Segment Start: GIVEN PASSAGE
Wednesday, June 20, 2012

Helping Vets with Coronary Issues

The Veterans Administration is working with the University of Iowa on a pilot program to survey patients as to their behaviors related to the management of heart disease and how the veterans should make healthy lifestyle changes.

Coronary Heart Disease (CHD) is a significant health threat among veterans. Compared to their civilian counterparts, veterans experience greater disability, reinfarction, and mortality following Myocardial Infarction (MI) and other Acute Coronary Syndromes (ACS). High rates of hypertension, diabetes, cardiac risk behaviors, and low socioeconomic status further increase veterans’ CHD-related morbidity and mortality.

The Veterans Administration’s proposed pilot study will look at whether it is feasible to provide nursing intervention to help veterans with CHD who are recovering from MI/ACS. The objective is to change veterans and their ideas on how to self-manage heart disease and how to facilitate health behavior changes.

The study will work with two groups of veterans with an estimated enrollment of 50 that have been admitted to an inpatient medicine unit for MI, ACS, and coronary angiography. One group will receive the usual care but the other group will have their treatment tailored to their risk factors. They will be contacted by phone at two weeks after their hospital discharge. The intervention will be administered by a trained research assistant working with each veteran. Each call will last about 15-to 30 minutes. For more information, email Cassie L. Cunningham at cassie.cunningham@va.gov or go to http://clinicaltrials.gov/ct2/show/NCT01566214.

The VA is conducting another pilot intervention to improve blood pressure and cholesterol control among veterans with CAD. If patients with CAD would control their blood pressure and cholesterol, then heart attacks would be reduced and there would be fewer deaths.
Segment End: GIVEN PASSAGE
# PROBLEM A
In the passage on helping veterans with coronary issues, which university is the Veterans Administration working with on the pilot program?
# PROBLEM B
Retype the part of the passage on helping veterans with coronary issues starting at "Coronary Heart Disease" and ending at "morbidity and mortality.".
Segment Start: RECORDS PROVIDED
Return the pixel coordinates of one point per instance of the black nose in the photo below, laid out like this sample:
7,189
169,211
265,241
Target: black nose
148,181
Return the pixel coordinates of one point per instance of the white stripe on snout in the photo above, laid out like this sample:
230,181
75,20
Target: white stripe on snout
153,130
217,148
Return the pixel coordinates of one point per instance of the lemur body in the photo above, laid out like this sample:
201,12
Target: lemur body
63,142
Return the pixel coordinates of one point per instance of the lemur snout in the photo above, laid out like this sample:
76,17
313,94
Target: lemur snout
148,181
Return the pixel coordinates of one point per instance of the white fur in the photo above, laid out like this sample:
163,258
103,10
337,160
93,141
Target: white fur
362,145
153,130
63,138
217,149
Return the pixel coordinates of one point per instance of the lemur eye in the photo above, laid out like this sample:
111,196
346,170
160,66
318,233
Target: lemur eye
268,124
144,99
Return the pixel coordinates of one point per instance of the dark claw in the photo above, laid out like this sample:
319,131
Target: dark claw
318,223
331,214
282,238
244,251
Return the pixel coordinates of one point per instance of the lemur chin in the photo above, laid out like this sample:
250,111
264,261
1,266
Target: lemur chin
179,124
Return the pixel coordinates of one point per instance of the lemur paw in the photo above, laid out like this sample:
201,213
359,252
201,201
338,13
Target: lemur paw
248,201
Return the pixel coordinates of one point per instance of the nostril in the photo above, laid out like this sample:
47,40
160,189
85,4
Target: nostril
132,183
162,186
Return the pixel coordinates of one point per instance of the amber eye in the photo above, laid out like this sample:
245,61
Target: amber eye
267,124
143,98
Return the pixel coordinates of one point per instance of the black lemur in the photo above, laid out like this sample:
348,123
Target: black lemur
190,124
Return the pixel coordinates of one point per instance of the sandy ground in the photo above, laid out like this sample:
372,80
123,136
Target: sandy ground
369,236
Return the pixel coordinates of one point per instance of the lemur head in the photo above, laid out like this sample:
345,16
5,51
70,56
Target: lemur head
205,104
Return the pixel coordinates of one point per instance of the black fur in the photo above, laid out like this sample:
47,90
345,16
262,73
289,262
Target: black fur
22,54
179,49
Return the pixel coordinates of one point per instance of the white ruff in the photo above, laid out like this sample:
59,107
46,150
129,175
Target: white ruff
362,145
Segment End: RECORDS PROVIDED
# EXERCISE RESPONSE A
The University of Iowa.

# EXERCISE RESPONSE B
Coronary Heart Disease (CHD) is a significant health threat among veterans. Compared to their civilian counterparts, veterans experience greater disability, reinfarction, and mortality following Myocardial Infarction (MI) and other Acute Coronary Syndromes (ACS). High rates of hypertension, diabetes, cardiac risk behaviors, and low socioeconomic status further increase veterans’ CHD-related morbidity and mortality.